## Rows from a dataset:
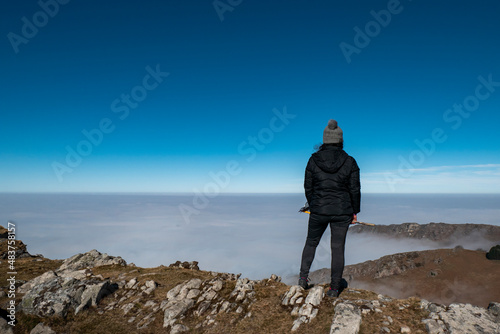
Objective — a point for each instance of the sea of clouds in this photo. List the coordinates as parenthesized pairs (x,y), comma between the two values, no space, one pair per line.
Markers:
(252,234)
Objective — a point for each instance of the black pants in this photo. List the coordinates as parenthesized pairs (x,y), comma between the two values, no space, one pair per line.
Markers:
(317,226)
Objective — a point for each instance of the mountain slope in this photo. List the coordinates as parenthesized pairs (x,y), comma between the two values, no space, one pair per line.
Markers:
(443,276)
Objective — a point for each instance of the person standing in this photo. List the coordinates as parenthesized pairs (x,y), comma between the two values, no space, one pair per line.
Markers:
(333,191)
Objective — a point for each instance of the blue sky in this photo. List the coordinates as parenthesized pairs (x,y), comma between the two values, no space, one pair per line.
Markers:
(172,93)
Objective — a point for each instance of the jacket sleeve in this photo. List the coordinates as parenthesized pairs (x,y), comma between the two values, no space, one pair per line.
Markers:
(308,181)
(355,188)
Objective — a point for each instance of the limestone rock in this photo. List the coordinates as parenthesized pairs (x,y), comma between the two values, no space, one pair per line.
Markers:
(193,265)
(460,318)
(315,296)
(292,295)
(42,329)
(89,260)
(347,319)
(176,329)
(53,294)
(308,310)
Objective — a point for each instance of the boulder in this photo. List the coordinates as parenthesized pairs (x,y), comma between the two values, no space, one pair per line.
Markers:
(42,329)
(347,319)
(90,260)
(53,294)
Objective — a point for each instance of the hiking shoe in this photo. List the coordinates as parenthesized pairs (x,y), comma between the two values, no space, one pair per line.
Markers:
(332,293)
(304,283)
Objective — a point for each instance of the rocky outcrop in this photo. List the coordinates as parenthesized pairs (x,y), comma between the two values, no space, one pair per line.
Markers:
(42,329)
(202,297)
(461,318)
(494,253)
(193,265)
(305,305)
(72,287)
(347,319)
(433,231)
(90,260)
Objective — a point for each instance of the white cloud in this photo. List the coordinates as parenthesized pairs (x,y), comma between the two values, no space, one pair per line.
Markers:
(483,178)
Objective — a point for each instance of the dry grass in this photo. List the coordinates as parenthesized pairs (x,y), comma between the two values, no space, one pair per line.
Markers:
(268,315)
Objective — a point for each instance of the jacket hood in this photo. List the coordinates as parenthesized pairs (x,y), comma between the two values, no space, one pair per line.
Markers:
(330,159)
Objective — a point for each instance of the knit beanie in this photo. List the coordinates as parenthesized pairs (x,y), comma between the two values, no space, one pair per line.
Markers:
(332,133)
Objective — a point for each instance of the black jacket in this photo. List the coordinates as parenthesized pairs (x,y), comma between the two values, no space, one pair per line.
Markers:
(332,183)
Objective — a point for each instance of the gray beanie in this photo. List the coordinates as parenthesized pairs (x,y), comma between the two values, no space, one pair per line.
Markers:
(332,133)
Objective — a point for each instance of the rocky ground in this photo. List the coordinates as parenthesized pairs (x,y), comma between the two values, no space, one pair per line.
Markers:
(443,276)
(98,293)
(439,232)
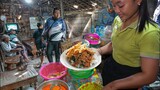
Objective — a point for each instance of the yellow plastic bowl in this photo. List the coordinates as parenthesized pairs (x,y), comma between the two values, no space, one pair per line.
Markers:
(90,86)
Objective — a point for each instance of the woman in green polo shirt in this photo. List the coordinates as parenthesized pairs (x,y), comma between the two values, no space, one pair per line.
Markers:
(135,47)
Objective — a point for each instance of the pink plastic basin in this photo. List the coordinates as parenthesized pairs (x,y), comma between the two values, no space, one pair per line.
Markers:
(93,38)
(53,68)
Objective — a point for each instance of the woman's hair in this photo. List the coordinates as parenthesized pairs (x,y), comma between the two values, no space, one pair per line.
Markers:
(144,16)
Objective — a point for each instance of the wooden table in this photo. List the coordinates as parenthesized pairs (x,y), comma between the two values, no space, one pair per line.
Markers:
(14,79)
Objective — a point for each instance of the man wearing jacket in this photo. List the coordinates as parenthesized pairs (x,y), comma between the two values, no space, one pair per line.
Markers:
(55,29)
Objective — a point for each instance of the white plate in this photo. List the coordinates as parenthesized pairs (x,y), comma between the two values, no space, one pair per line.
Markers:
(95,62)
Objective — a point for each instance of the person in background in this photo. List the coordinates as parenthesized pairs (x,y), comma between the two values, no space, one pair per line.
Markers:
(106,15)
(37,37)
(55,29)
(13,38)
(156,15)
(11,49)
(134,47)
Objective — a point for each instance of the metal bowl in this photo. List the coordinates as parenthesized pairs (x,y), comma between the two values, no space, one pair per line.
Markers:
(53,83)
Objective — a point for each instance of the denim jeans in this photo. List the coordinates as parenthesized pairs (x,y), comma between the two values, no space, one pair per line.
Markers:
(53,46)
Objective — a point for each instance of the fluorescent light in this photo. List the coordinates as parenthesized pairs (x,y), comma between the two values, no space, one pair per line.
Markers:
(75,6)
(28,1)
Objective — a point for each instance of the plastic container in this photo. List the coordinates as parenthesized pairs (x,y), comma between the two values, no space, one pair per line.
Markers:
(90,86)
(50,84)
(80,74)
(53,69)
(93,38)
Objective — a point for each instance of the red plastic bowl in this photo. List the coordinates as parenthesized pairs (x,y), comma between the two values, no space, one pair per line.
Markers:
(52,68)
(93,38)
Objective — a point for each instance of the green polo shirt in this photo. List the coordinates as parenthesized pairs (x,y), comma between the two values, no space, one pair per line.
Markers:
(129,45)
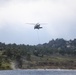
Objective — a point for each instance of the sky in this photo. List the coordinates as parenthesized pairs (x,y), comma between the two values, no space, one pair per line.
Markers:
(59,17)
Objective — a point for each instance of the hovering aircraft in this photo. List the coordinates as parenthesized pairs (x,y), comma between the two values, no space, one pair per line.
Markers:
(37,25)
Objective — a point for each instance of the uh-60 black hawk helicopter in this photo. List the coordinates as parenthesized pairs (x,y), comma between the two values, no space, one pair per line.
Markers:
(37,25)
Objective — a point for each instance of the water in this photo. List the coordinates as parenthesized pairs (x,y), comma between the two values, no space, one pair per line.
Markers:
(38,72)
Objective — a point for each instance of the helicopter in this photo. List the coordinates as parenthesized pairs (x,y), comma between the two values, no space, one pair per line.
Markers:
(37,25)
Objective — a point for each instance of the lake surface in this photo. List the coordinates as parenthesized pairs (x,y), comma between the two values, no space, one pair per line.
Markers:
(38,72)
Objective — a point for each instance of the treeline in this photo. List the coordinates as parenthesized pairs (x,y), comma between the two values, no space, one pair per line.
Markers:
(57,47)
(53,47)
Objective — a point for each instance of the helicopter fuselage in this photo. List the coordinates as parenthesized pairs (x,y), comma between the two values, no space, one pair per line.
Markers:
(37,26)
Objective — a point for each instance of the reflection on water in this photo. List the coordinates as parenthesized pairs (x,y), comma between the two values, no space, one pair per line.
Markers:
(38,72)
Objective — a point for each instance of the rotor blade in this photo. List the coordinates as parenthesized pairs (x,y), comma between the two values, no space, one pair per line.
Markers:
(31,23)
(43,23)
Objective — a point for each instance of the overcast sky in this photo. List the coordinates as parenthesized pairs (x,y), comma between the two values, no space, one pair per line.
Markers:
(59,16)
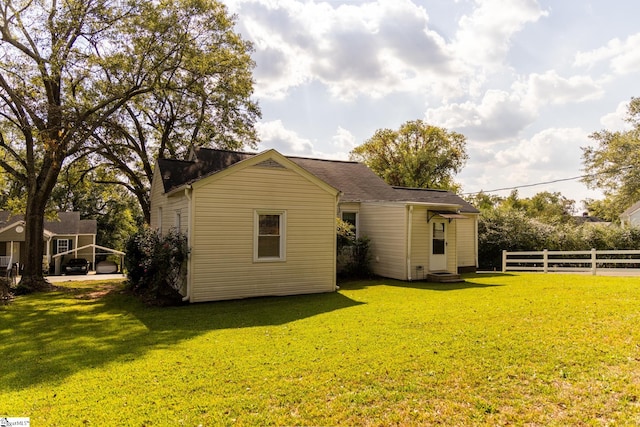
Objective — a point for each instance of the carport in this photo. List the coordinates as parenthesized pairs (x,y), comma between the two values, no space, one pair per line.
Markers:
(97,250)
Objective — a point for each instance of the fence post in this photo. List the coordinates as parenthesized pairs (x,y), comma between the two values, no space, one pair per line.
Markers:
(504,261)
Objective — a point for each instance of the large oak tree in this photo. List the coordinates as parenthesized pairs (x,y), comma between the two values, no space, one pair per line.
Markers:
(416,155)
(67,68)
(614,165)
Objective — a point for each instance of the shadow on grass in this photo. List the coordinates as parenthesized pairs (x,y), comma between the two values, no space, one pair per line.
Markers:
(468,283)
(48,337)
(433,286)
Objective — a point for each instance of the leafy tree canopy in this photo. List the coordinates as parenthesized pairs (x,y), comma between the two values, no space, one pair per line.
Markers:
(613,165)
(70,71)
(416,155)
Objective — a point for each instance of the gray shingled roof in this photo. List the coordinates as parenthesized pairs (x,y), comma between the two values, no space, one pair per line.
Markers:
(434,196)
(356,181)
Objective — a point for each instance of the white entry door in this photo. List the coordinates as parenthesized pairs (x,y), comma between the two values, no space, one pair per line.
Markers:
(438,245)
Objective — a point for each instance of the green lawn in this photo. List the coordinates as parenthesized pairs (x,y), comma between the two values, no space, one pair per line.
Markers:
(522,349)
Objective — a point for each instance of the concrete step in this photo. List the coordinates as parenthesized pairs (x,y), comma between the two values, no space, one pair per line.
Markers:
(444,278)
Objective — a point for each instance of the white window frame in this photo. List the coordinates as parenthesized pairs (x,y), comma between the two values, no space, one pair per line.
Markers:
(178,220)
(356,225)
(66,241)
(283,235)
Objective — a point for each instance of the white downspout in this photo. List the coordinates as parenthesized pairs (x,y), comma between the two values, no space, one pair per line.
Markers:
(188,195)
(409,232)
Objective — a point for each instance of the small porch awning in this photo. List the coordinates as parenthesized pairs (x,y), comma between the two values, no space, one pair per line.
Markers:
(445,214)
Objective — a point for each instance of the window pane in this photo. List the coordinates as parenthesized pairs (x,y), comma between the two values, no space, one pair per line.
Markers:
(438,238)
(269,236)
(269,225)
(268,246)
(349,217)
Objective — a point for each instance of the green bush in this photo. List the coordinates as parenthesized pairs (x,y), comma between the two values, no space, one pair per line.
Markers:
(514,230)
(157,266)
(354,255)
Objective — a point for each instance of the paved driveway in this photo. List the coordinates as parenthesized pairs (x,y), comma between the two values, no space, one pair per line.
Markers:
(81,277)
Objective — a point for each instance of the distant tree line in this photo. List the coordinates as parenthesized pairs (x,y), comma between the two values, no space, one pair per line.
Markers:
(544,221)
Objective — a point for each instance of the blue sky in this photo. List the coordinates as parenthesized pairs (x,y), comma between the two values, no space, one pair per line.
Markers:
(525,81)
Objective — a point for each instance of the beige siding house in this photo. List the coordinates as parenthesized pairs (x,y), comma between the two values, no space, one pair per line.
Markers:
(65,237)
(264,224)
(257,225)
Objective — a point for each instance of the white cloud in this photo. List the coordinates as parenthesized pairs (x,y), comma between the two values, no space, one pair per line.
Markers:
(502,114)
(344,140)
(484,36)
(616,121)
(622,56)
(550,88)
(370,49)
(498,116)
(273,134)
(552,154)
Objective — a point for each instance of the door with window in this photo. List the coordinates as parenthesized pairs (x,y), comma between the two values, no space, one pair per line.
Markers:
(438,260)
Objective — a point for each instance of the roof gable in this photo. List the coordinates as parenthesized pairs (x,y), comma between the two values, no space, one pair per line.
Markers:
(426,195)
(267,159)
(354,180)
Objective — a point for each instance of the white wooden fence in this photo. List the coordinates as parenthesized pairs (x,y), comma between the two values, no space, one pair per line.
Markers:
(571,261)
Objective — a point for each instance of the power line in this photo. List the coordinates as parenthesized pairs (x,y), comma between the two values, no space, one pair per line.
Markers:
(544,182)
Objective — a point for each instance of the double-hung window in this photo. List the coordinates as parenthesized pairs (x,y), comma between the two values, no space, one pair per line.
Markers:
(352,219)
(269,236)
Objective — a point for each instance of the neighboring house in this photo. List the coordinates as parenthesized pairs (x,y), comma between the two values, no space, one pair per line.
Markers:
(67,234)
(264,224)
(631,217)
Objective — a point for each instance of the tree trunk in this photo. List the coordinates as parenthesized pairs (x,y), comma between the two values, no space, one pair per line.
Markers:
(32,276)
(38,192)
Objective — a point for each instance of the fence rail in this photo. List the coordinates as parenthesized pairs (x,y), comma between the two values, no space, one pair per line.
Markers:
(572,261)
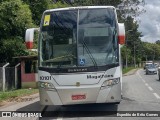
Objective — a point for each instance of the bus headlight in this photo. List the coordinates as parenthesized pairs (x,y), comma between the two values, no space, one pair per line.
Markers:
(110,82)
(46,85)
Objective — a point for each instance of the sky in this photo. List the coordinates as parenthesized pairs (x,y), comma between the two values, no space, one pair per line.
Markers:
(149,22)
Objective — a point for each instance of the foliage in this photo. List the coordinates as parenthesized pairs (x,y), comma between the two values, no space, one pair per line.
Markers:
(15,17)
(16,93)
(39,6)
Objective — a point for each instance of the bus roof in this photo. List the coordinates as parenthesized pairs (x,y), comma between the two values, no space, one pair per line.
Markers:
(79,7)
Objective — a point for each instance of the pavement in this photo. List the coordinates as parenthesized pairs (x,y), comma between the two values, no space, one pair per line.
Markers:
(33,97)
(131,72)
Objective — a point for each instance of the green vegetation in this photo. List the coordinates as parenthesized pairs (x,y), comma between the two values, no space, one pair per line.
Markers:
(125,70)
(16,93)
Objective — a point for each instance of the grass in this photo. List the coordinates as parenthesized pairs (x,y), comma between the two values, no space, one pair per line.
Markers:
(16,93)
(125,70)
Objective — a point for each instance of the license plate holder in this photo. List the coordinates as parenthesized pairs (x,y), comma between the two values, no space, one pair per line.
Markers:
(78,97)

## What is required:
Set down, exactly and in full, the lines from the one containing "Objective — a point for each instance of the green vegetation" through the end of the entries; no other line belongs.

## The answer:
Objective — a point for each instance of the green vegetation in this photo. List the coordinates as parenthesized pairs (x,y), comma between the two values, no space, one pair per line.
Markers:
(125,70)
(16,93)
Objective — a point for each instance of the grass in this photo. List the coordinates as parenthesized pairs (x,y), comma between the two values, no space, one pair per line.
Markers:
(16,93)
(125,70)
Objective — a point for each instance of the license plate holder in this photo. List the coordinates as parenthesized pairs (x,y), comma between the two values, no space, one pair per line.
Markers:
(78,97)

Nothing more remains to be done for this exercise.